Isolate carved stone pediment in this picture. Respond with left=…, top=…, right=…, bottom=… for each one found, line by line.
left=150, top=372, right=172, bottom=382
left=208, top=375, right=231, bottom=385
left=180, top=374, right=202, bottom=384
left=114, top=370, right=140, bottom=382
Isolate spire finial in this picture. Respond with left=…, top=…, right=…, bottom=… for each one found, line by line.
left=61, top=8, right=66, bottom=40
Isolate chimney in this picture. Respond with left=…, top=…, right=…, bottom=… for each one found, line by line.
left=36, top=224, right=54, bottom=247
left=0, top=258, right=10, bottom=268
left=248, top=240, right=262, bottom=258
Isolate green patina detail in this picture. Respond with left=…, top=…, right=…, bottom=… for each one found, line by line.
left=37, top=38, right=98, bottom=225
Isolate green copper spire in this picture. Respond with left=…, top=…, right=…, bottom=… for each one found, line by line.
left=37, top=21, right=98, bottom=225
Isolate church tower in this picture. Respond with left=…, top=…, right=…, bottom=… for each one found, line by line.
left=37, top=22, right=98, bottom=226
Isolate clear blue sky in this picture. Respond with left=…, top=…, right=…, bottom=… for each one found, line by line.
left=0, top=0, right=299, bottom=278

◇ ◇ ◇ ◇ ◇

Exercise instructions: Rewrite all of the items above, changing "Isolate" to "Locate" and keeping everything else the same.

Expected answer:
Locate carved stone pediment in this picture. Respond with left=…, top=…, right=…, bottom=… for each one found, line by line.
left=150, top=372, right=172, bottom=382
left=208, top=375, right=231, bottom=385
left=180, top=374, right=202, bottom=384
left=114, top=370, right=140, bottom=382
Locate spire finial in this picture. Respond with left=…, top=…, right=…, bottom=… for each one found, line by line.
left=61, top=8, right=66, bottom=40
Locate chimney in this picture. Respond with left=…, top=…, right=…, bottom=… for each one found, line by line.
left=36, top=224, right=54, bottom=247
left=0, top=258, right=10, bottom=268
left=248, top=240, right=262, bottom=258
Locate green patina detail in this picture. Respond with left=…, top=…, right=…, bottom=… for each one found, line by line.
left=37, top=38, right=98, bottom=225
Locate green copper spire in this picture. Respond with left=…, top=…, right=…, bottom=… for each one found, line by line.
left=37, top=21, right=98, bottom=225
Locate church tower in this picture. Respond with left=…, top=…, right=…, bottom=… for each one found, line by line.
left=37, top=22, right=98, bottom=226
Locate clear blue sky in this picture. Respond with left=…, top=…, right=…, bottom=… for each one found, line by line.
left=0, top=0, right=299, bottom=278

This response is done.